- Aim of the task -
Tally the lines in the items below that contain the word "Exercise". Reply with the count alone.

- Supplied information -

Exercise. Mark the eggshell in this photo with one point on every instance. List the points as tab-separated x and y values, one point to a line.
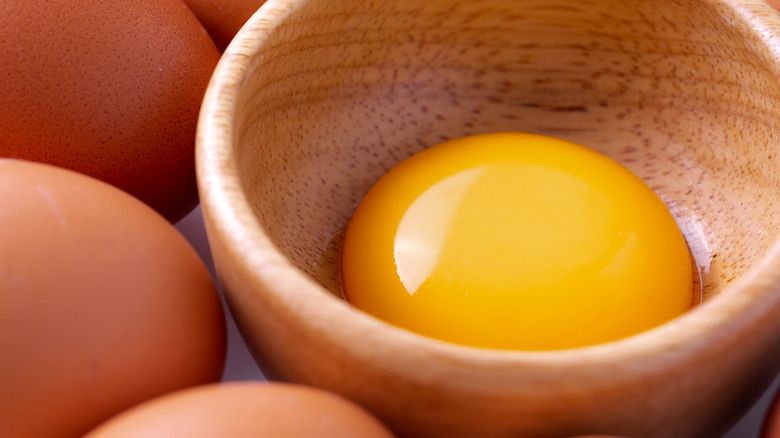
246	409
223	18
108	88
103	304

* * *

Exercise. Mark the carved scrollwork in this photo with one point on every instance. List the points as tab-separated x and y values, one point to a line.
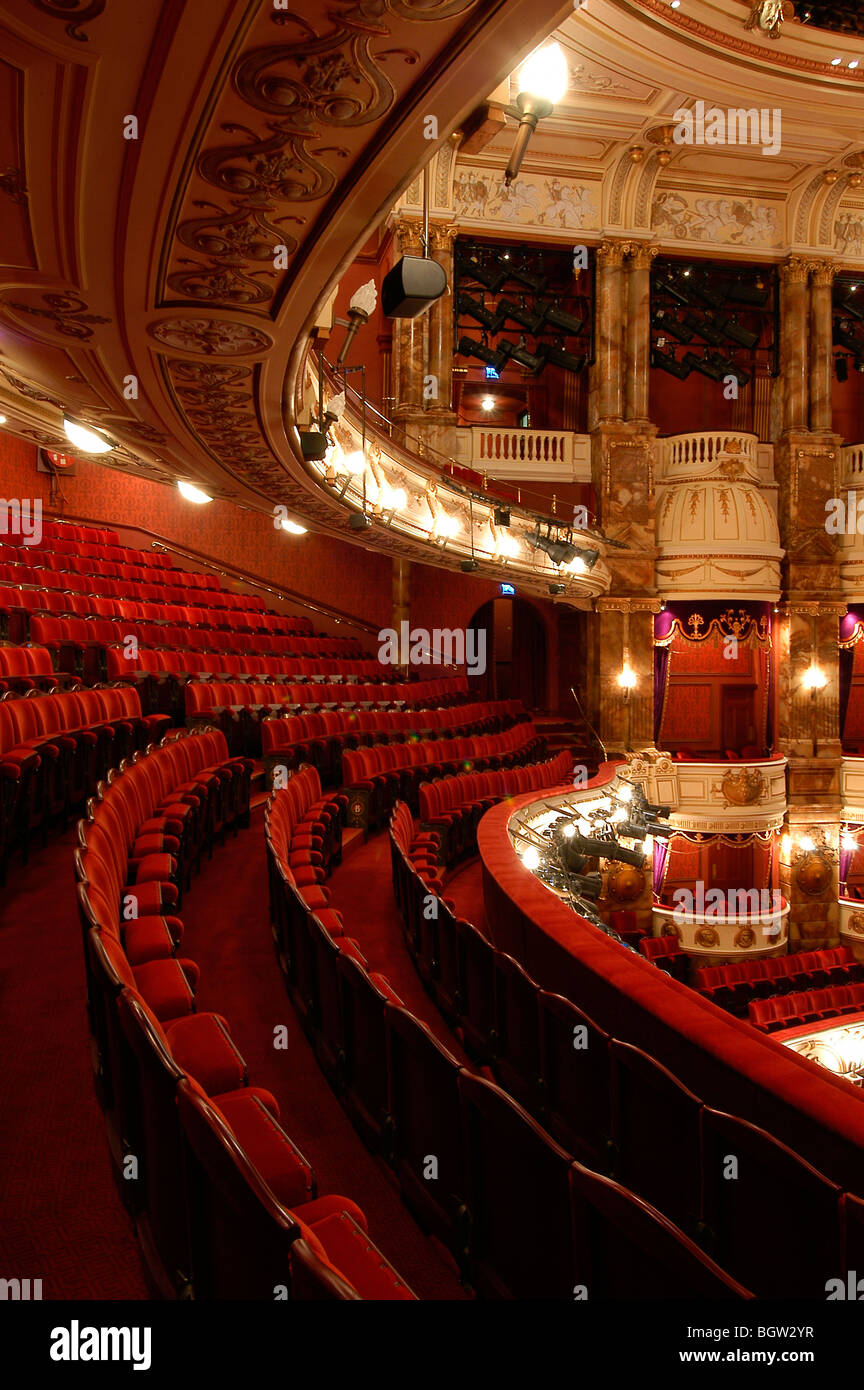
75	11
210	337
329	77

- Reply -
2